*What is needed:*
Convert every line of the listing below into a numbered list, leaving out any blank lines.

*Records shown:*
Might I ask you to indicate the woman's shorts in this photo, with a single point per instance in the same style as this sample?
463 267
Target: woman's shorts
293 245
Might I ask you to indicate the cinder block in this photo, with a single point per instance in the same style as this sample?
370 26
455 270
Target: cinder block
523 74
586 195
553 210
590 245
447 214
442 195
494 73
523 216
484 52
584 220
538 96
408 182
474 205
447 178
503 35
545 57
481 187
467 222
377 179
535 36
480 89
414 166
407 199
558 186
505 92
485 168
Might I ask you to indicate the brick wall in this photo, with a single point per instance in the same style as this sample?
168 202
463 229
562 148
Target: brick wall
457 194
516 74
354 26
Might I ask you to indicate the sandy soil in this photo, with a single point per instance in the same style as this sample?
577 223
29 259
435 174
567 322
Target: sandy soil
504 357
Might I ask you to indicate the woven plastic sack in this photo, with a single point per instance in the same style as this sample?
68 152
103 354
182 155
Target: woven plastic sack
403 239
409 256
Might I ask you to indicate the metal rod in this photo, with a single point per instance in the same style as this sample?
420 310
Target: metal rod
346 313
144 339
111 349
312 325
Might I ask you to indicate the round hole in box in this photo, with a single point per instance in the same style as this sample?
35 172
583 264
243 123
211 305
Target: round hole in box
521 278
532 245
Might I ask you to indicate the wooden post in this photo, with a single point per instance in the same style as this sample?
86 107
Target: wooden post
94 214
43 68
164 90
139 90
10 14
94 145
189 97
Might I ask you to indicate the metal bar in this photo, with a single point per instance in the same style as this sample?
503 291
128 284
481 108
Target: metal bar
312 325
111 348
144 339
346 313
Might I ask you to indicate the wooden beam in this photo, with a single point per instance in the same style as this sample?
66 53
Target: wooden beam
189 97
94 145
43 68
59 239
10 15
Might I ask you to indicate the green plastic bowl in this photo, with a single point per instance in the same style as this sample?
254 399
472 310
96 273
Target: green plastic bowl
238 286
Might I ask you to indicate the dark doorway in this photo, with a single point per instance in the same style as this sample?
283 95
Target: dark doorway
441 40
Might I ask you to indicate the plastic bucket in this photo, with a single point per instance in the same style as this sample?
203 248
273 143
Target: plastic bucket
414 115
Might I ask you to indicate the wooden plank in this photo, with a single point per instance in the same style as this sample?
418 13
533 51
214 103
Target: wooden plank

*Written solution:*
1. Might I ask you to indicate the woman's shorts in this photo, with a single point per instance in the same style as this sample?
2. 463 267
3. Target: woman's shorts
4. 293 245
5. Might I ask you to indicate the cinder block in this photo, with a single point per instance in the same style as this sample?
6. 370 26
7. 455 270
8. Target: cinder block
9. 523 74
10. 586 195
11. 553 210
12. 590 245
13. 447 214
14. 442 195
15. 494 73
16. 523 216
17. 484 52
18. 584 220
19. 538 96
20. 408 182
21. 474 205
22. 447 178
23. 503 35
24. 545 57
25. 481 187
26. 467 222
27. 377 179
28. 535 36
29. 480 89
30. 414 166
31. 407 199
32. 558 186
33. 505 92
34. 485 168
35. Might I ask you to indicate the brick wall in this photo, with a single point per instance in the same style as this sample?
36. 168 202
37. 463 229
38. 562 148
39. Target: brick wall
40. 457 194
41. 516 74
42. 354 26
43. Might I ask you to indicate the sandy soil in this photo, with a single point per instance in the same style as this sample?
44. 577 223
45. 29 259
46. 435 174
47. 567 322
48. Target: sandy soil
49. 504 357
50. Might I ask you to indicate the woven plastic sack in this photo, with a single point per instance in the same style as this sample?
51. 68 152
52. 103 354
53. 182 155
54. Target: woven plastic sack
55. 403 239
56. 409 256
57. Might I ask you to indicate the metal rod in this photo, with a single point per instance in the same style as this sample?
58. 420 310
59. Target: metal rod
60. 346 313
61. 144 339
62. 111 349
63. 312 325
64. Might I ask you to indicate the round hole in box in this photo, with a single point per instance in the same style as this sample?
65. 35 172
66. 583 264
67. 243 123
68. 211 305
69. Target: round hole in box
70. 521 278
71. 532 245
72. Might I ask you to indicate the wooden post in this photo, with a single point per instance in the same style as this sample?
73. 86 107
74. Target: wooden post
75. 94 214
76. 43 68
77. 164 90
78. 139 90
79. 10 14
80. 94 145
81. 189 97
82. Might I ask you to indicate the metal bar in this photo, with a single point per instance in the same style as this sample?
83. 503 291
84. 128 284
85. 481 108
86. Target: metal bar
87. 312 325
88. 111 348
89. 144 339
90. 346 313
91. Might I ask you to indicate the wooden beam in this photo, with a single point per instance in the same style as this sample?
92. 66 53
93. Target: wooden beam
94. 189 97
95. 94 145
96. 43 68
97. 59 239
98. 10 15
99. Might I ask you to indicate the green plastic bowl in this photo, with a single point per instance in the same style as this sample?
100. 254 399
101. 472 310
102. 96 273
103. Target: green plastic bowl
104. 238 286
105. Might I ask you to indicate the dark doorway in this photo, with a single point per instance in the same style as this sample?
106. 283 95
107. Target: dark doorway
108. 441 40
109. Might I ask you to indicate the plastic bucket in this photo, with a single point per instance in the same style as this sample?
110. 203 248
111. 273 143
112. Target: plastic bucket
113. 414 115
114. Might I ask you to indicate the wooden plank in this photo, with a single point per instance in the same style as this sample?
115. 418 13
116. 533 51
117. 214 103
118. Target: wooden plank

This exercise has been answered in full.